MATERIAL PROVIDED –

BEGIN

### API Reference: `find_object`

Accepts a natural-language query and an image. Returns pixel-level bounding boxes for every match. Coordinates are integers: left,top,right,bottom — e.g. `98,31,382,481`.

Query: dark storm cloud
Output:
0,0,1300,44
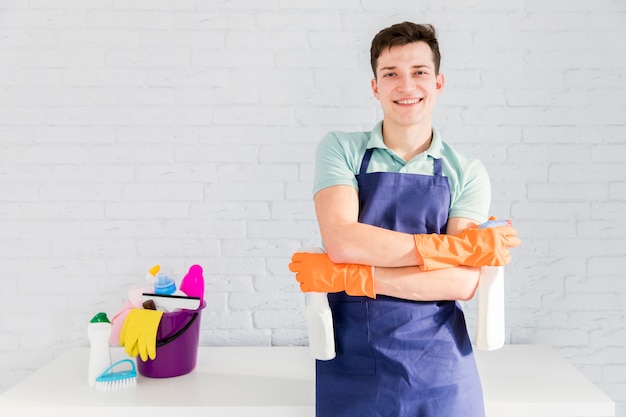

END

TO DO –
Reproduce every line above. Add 48 to each number in the answer's bounding-box coordinates, and keep the sample coordinates in the reference text unchanged. Omit the picture.

ANSWER IN FULL –
### API Reference: `find_object`

Accepts a natural-language query and an image. Returns pixel-level bounding boxes for every match. Coordinates are integers: left,top,right,bottom — e.g. `98,31,382,481`.

Query: dark storm cloud
Output:
48,48,1348,92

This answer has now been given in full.